## Assignment
From the sound dampening thread, extract the stretch from "So that we can" through "do your car/suv/truck." word for word.

## Given passage
* * *

# Sound Dampening



## SCHESBH (May 25, 2004)

HI,

It is amazing that there is no forums on te Internet that I can find that talk about Sound Dampening and the materials to use/purchase. I have been to many but they are not complete.

I just purchased an X-Trail LE AWD VDC (now on a boat as we speak) that will arrive in a few weeks and for the past several months researched and purchased Sound Dampening material to do the whole X-TRAIL. 

I would like this forum to talk about users experience in purchasing, what they purchased to name a few...

Second Skin Audio - Damplifier
Dynamat
FatMat
Brown Bread
PermaPlate

So that we can share this with everyone who is thinking about having these installed in thier cars. 

Discussions should talk about installation issues, quality of products, time to install, pro's and con's. Also how much you purchased to do your car/suv/truck.

Many of the Forums on the Internet do not have a full blown discussion on this and I had to ask many questions before I decided on what product to purchase, etc.

If we can help with all your input into this subject, this would be a valuable resource for many who are in the same situation and have no where to find this.

Several questions need to be addressed;

Is dampening necessary?
How easy is it to install?
How expensive is it?
What should I purchase and why?
Does it last or does it fall off?
Are there tricks to install the material?
How good is liquid Dampening?
Is one brand better than the other?
Does this void a New Car warranty?
Would this be a great think to apply to a New/Old car?
Where should I apply it? Doors only, Ceiling, Wheel well, trunk?

I hope this Topic will attract many of us who will be able to help others and I am looking forward to your valuable input.

Stephen


----------



## sr20dem0n (Mar 19, 2003)

Is dampening necessary?
definitely

How easy is it to install?
very easy, just time consuming

How expensive is it?
at first glance it looks very expensive, but when you're putting it on the doors it's worth its weight in gold. $50 of deadening on your doors will easily make $200 speakers sound like $400 speakers

What should I purchase and why?
any generic mat will work fine, as long as it sticks, it weighs a lot, and it doesn't give you cancer, it will work just as well as any other

Does it last or does it fall off?
anything respectable will last as long as your car

Are there tricks to install the material?
clean the surface well, take your time, wear gloves (freshly cut aluminum backing can be sharp), get a very beefy roller (I use the wooden ones for laminate flooring)

How good is liquid Dampening?
supposedly it's just as easy as the mat and it's around the same price, but it's easier to install

Is one brand better than the other?
see a couple questions up, when it comes to mass loading (which is what all of the mats out there are), weight is weight. As long as it sticks well and doesn't give off toxic fumes it's perfectly fine.

Does this void a New Car warranty?
I don't see how it would....cars come with deadening from the factory, so what's the harm in putting more on?

Would this be a great thing to apply to a New/Old car?
yes

Where should I apply it? Doors only, Ceiling, Wheel well, trunk?
anywhere you want, I have it in all 4 doors, ceiling, floor, trunk and trunk lid. The best areas by far were the front doors and under the rear seat. The ceiling actually increased road noise, since the exhaust note tends to stay in the cabin better and resonate around, it did increase bass and decrease wind/rain noise though. The trunk lid was great for keeping it silent too, my car can hit 140dB whenever I want and you never hear a peep from the trunk lid.

* * *

[Entries drawn from a collection]

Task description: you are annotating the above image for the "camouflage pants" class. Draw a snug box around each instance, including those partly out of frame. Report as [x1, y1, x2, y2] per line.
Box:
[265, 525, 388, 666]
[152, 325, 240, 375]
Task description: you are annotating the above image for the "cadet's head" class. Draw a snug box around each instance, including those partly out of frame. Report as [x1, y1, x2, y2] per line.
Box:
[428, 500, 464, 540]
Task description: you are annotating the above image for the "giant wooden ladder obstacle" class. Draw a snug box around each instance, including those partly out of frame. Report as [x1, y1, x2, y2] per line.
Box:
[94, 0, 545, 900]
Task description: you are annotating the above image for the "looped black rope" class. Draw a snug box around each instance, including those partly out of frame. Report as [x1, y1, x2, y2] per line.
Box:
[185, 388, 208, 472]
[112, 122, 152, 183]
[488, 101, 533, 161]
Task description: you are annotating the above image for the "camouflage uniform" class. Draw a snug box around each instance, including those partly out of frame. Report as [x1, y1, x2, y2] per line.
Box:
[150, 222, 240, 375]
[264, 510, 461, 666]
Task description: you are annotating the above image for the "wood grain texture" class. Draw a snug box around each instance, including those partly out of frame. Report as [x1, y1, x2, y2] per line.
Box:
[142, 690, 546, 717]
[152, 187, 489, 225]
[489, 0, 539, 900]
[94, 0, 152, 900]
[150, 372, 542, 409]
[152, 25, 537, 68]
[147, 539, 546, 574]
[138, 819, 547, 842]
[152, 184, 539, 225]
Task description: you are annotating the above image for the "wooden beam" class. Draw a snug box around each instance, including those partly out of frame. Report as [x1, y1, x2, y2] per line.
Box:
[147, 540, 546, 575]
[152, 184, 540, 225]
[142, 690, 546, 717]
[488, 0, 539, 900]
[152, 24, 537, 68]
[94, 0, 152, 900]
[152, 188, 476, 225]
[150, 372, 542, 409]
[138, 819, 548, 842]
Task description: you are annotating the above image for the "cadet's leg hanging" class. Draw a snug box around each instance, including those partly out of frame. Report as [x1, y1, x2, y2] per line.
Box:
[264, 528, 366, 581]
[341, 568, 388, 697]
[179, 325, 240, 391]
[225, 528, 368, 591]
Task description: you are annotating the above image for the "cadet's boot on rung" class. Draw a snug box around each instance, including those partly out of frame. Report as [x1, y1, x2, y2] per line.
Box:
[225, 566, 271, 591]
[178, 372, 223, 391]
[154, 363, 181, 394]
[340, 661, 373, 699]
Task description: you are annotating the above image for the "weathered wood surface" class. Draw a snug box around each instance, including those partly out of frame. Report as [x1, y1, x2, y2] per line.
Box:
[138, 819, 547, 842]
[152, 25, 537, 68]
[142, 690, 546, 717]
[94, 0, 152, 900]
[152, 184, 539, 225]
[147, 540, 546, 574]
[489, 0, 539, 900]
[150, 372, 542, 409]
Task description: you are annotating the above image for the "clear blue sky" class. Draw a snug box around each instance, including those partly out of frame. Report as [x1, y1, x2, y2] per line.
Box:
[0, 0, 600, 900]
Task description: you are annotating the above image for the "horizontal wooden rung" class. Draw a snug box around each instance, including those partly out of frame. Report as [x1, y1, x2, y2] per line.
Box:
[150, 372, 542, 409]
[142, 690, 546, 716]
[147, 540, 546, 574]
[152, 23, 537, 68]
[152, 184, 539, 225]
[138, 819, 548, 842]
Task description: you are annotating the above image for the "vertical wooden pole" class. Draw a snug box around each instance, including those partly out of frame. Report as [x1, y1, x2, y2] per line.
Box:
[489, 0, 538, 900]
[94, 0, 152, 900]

* * *

## Answer section
So that we can share this with everyone who is thinking about having these installed in thier cars. 

Discussions should talk about installation issues, quality of products, time to install, pro's and con's. Also how much you purchased to do your car/suv/truck.